# [Given exercise]
Rewrite each of the items below, swapping every "shot-chart build" for "layout review" and keeping all other wording unchanged. Omit the pictures from your answer.

-------- Items --------

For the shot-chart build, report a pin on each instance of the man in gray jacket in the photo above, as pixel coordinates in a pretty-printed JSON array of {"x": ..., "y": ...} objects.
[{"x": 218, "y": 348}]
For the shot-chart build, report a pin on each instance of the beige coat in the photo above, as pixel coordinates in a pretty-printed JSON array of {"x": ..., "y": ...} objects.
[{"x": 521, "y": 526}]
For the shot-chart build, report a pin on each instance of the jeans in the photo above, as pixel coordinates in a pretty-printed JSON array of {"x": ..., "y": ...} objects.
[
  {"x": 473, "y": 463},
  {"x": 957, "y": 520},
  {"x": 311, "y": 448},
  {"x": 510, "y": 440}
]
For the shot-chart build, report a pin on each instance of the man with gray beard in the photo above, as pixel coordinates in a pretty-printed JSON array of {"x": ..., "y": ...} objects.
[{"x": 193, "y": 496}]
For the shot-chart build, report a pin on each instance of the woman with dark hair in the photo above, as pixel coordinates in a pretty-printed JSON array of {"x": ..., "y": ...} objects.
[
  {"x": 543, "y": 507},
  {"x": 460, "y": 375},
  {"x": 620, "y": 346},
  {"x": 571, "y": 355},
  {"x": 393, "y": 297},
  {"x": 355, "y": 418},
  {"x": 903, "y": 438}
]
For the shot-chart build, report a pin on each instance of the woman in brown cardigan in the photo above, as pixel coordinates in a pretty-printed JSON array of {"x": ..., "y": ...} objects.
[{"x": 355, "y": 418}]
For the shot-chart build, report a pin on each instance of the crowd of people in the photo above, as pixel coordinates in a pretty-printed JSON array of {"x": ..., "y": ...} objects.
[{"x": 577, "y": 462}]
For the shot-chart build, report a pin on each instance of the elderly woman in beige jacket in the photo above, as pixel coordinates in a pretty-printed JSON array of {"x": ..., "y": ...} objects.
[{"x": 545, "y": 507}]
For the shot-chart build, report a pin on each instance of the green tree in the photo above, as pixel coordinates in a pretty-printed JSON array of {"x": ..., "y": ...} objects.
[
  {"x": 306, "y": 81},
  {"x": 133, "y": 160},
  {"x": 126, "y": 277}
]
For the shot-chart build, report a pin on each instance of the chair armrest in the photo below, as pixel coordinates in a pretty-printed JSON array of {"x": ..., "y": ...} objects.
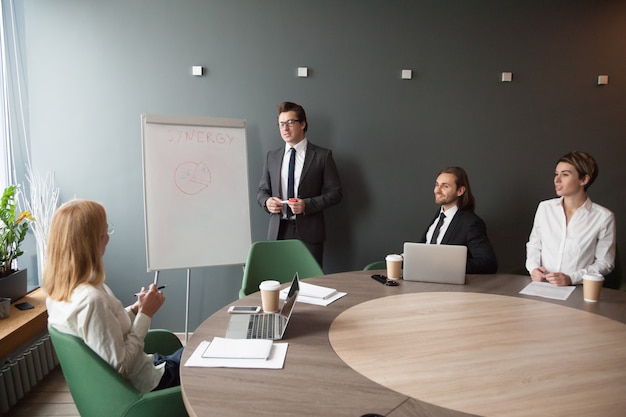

--------

# [Answer below]
For the layout review, report a pin on each instance of the man in gray jacket in the photo above, as pixel coordinates in a pretty-printed JSON array of {"x": ..., "y": ...} objects.
[{"x": 218, "y": 348}]
For the layout review, report a pin on each instance of the beige coat in the photo above, as pixel coordinates in a pretty-printed JSON array of {"x": ..., "y": ...} objects.
[{"x": 521, "y": 526}]
For the layout review, report a pin on each instance of the jeans in the photo above, as pixel coordinates in a pretty-printed JSON array of {"x": ..., "y": ...} objects.
[
  {"x": 473, "y": 463},
  {"x": 957, "y": 520},
  {"x": 311, "y": 448},
  {"x": 510, "y": 440}
]
For the layout review, report a pin on each instance of the man with gray beard in the photo above, as pixel coordinates in a pretty-printed JSON array of {"x": ..., "y": ...} objects.
[{"x": 193, "y": 496}]
For the layout review, report a pin on each instance of the woman with dark hair in the photo above, as pixel coordinates in a pretty-printed JSON array of {"x": ..., "y": ...} objects.
[
  {"x": 543, "y": 507},
  {"x": 460, "y": 375},
  {"x": 620, "y": 346},
  {"x": 571, "y": 355},
  {"x": 393, "y": 297},
  {"x": 355, "y": 418},
  {"x": 903, "y": 438}
]
For the layout review, report a pin on each instance of the woman in brown cardigan in the photo above, as pixel coordinates in a pretty-printed JSON array of {"x": ..., "y": ...} objects.
[{"x": 355, "y": 418}]
For the layout review, report a pin on each instance of the crowd of people in the photo above, as pixel coordinates in a pretty-printed JSON array of {"x": ..., "y": ...} objects.
[{"x": 577, "y": 462}]
For the layout review, report a pin on each instance of the elderly woman in beige jacket in the photo above, as pixel coordinates in a pretty-printed JSON array of {"x": ..., "y": ...} objects.
[{"x": 545, "y": 507}]
For the layout review, report a pin on each instance of the green tree in the photo above, as pixel coordinates in a pretty-printed JSON array of {"x": ..., "y": ...} objects.
[
  {"x": 306, "y": 81},
  {"x": 133, "y": 160},
  {"x": 126, "y": 277}
]
For the layout review, report a pin on each instance of the chair armrest in the photo below, as pixel coordinates in a pretty-printed JSON array of {"x": ..., "y": ...} objects.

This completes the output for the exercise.